TASK DESCRIPTION:
Look below for the line containing "Target: lawn"; from there through the line containing "[locate] rear door handle", both lines included, please set down each line exactly and nothing else.

RECORDS FOR THIS EXERCISE:
———

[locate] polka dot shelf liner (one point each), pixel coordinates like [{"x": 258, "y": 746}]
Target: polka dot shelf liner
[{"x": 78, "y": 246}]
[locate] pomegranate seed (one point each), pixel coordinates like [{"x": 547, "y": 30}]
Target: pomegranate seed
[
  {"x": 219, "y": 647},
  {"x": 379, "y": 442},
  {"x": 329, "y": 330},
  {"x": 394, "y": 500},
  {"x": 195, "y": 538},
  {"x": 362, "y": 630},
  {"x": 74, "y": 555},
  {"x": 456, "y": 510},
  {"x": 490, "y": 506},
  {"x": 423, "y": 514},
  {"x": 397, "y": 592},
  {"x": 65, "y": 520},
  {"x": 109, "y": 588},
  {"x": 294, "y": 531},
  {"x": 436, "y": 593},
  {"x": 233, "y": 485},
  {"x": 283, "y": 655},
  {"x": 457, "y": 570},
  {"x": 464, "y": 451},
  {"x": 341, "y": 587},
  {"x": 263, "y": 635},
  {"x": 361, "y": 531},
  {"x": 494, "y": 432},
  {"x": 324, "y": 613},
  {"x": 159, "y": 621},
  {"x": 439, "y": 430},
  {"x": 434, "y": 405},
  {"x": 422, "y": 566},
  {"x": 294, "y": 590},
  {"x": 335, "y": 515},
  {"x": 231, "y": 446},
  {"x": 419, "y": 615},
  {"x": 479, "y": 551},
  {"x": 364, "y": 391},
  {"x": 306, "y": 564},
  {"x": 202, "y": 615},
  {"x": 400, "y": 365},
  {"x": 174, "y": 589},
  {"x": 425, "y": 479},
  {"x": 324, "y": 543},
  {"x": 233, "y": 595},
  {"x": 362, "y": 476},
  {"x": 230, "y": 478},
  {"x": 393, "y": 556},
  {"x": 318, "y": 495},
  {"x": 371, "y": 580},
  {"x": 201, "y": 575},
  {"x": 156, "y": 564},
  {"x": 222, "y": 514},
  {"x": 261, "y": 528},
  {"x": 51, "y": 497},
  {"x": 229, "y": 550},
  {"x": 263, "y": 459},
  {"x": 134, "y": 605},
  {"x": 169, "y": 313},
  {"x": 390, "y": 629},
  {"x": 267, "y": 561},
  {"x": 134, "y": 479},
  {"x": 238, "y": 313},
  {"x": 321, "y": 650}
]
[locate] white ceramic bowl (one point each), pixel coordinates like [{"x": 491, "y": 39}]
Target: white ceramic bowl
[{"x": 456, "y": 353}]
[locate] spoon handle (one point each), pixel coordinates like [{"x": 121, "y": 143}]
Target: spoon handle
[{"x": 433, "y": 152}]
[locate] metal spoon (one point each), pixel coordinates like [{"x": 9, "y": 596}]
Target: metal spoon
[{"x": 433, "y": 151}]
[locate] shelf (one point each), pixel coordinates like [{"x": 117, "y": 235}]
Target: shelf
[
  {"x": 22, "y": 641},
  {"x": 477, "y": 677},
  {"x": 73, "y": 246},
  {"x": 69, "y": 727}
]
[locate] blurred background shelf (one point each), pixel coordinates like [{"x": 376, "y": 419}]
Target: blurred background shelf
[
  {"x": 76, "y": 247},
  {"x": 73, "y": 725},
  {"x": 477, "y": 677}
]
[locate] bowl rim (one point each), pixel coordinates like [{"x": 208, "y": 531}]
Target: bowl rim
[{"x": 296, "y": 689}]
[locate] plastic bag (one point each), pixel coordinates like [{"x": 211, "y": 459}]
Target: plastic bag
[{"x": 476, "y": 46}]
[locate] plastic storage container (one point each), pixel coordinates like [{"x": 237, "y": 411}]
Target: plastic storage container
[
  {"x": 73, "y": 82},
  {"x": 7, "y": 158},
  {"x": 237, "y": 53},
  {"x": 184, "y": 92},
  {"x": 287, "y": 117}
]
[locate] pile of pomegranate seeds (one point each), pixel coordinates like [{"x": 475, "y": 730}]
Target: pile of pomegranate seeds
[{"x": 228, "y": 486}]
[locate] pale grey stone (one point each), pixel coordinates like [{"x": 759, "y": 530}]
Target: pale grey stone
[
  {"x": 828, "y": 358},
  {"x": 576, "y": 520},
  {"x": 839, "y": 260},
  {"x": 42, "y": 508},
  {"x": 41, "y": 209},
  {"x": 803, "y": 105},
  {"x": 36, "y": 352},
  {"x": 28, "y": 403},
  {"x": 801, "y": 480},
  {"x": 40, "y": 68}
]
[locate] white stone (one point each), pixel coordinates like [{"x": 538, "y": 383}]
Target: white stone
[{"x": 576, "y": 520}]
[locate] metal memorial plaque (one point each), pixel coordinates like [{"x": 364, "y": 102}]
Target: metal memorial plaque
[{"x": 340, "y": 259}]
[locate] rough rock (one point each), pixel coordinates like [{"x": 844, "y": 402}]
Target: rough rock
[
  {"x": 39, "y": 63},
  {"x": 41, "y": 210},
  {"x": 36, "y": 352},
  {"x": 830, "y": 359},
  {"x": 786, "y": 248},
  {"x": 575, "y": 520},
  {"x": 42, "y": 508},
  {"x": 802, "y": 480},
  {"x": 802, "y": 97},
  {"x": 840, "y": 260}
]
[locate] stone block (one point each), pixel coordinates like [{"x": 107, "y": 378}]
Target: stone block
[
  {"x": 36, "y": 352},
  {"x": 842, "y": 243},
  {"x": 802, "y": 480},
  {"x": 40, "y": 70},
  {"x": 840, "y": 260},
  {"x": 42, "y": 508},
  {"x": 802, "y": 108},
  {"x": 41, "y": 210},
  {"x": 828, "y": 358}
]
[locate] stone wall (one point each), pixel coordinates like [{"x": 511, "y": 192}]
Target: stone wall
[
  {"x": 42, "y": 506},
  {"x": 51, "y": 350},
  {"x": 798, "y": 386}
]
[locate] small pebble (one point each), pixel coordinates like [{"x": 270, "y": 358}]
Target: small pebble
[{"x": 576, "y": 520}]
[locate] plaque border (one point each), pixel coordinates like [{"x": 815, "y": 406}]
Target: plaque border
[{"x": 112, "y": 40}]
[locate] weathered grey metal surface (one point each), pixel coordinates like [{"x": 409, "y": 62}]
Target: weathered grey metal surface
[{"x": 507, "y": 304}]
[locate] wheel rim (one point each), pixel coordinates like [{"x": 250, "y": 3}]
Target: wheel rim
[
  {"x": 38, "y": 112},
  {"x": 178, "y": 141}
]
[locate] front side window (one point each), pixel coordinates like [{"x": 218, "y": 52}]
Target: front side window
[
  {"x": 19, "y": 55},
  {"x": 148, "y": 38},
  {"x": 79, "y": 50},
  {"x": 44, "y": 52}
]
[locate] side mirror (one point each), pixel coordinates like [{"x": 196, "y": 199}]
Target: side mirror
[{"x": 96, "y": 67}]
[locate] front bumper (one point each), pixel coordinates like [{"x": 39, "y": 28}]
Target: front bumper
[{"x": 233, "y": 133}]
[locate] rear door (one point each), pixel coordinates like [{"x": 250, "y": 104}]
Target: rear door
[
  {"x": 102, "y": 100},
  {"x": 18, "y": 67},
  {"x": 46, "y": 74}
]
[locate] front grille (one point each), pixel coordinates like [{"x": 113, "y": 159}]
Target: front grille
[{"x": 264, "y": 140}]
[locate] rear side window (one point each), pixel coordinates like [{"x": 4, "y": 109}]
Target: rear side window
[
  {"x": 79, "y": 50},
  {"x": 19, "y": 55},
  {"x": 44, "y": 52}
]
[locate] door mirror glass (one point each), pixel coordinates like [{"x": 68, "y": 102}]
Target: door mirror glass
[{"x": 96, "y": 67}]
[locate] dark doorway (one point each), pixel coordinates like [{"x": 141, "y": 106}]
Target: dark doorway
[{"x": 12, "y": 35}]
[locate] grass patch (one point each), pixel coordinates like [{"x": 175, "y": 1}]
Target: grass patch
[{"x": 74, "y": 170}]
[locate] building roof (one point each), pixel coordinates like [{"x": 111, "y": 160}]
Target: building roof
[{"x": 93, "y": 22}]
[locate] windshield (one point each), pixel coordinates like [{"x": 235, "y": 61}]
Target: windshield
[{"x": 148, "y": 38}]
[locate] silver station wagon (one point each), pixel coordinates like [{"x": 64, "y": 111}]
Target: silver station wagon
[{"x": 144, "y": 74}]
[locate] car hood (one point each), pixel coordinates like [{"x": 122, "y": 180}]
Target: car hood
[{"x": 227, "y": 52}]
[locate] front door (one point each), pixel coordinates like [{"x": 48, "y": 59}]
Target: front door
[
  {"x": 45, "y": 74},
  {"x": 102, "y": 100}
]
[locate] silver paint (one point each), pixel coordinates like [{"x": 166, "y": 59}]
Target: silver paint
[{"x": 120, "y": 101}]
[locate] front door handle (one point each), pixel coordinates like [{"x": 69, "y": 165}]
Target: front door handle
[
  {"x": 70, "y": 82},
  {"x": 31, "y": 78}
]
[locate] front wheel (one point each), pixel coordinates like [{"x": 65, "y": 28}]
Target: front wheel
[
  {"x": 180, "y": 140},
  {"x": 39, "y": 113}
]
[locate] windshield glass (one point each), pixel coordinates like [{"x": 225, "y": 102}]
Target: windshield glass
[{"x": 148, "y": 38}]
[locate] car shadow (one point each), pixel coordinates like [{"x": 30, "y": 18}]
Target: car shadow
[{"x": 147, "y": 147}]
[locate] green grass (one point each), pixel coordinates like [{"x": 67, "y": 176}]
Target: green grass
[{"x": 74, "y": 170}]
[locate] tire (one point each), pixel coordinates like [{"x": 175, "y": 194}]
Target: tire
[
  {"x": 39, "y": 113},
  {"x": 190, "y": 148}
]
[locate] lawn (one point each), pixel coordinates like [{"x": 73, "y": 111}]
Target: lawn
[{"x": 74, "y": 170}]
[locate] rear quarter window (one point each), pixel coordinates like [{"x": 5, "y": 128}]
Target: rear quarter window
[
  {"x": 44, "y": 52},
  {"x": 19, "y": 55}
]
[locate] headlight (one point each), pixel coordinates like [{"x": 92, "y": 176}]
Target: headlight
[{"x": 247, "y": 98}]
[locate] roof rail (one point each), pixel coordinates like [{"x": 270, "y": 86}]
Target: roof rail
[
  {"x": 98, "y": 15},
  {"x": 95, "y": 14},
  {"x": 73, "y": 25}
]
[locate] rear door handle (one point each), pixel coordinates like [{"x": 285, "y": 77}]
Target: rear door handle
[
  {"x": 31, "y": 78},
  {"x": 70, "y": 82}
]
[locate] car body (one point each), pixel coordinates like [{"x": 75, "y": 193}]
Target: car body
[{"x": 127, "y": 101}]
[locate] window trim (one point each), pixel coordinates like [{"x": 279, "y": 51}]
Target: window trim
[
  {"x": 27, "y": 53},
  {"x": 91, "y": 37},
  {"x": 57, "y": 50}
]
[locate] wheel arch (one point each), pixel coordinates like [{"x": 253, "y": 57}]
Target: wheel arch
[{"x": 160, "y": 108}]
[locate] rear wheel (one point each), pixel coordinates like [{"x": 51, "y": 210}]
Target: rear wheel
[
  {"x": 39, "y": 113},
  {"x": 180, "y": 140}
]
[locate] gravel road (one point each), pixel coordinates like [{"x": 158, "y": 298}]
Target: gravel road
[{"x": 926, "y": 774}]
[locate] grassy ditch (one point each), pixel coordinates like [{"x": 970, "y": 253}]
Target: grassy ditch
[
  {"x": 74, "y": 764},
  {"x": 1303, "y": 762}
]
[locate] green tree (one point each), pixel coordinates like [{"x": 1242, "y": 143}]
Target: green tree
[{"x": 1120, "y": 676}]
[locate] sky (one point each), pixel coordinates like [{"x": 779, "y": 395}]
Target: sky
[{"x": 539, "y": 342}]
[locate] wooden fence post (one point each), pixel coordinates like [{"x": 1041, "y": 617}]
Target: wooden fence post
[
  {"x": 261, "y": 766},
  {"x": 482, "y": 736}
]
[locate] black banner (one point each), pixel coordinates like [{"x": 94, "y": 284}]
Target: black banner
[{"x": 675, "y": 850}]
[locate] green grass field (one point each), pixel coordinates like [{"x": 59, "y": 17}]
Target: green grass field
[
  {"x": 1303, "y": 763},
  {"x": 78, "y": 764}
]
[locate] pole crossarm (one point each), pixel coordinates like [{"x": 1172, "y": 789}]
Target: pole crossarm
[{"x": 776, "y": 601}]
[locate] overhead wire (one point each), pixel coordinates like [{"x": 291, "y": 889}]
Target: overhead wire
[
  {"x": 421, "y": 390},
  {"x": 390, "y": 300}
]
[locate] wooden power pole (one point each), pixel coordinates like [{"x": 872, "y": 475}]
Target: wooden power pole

———

FINISHED TASK:
Target: lawn
[{"x": 74, "y": 170}]
[locate] rear quarter window (one point each), pixel coordinates like [{"x": 5, "y": 128}]
Target: rear quarter window
[
  {"x": 44, "y": 52},
  {"x": 19, "y": 55}
]
[locate] headlight (one point each), pixel coordinates like [{"x": 92, "y": 176}]
Target: headlight
[{"x": 247, "y": 98}]
[locate] roof rail (one point each), pixel coordinates like [{"x": 270, "y": 86}]
Target: roof rail
[
  {"x": 98, "y": 15},
  {"x": 95, "y": 14},
  {"x": 73, "y": 25}
]
[locate] rear door handle (one point each), pixel coordinates like [{"x": 285, "y": 77}]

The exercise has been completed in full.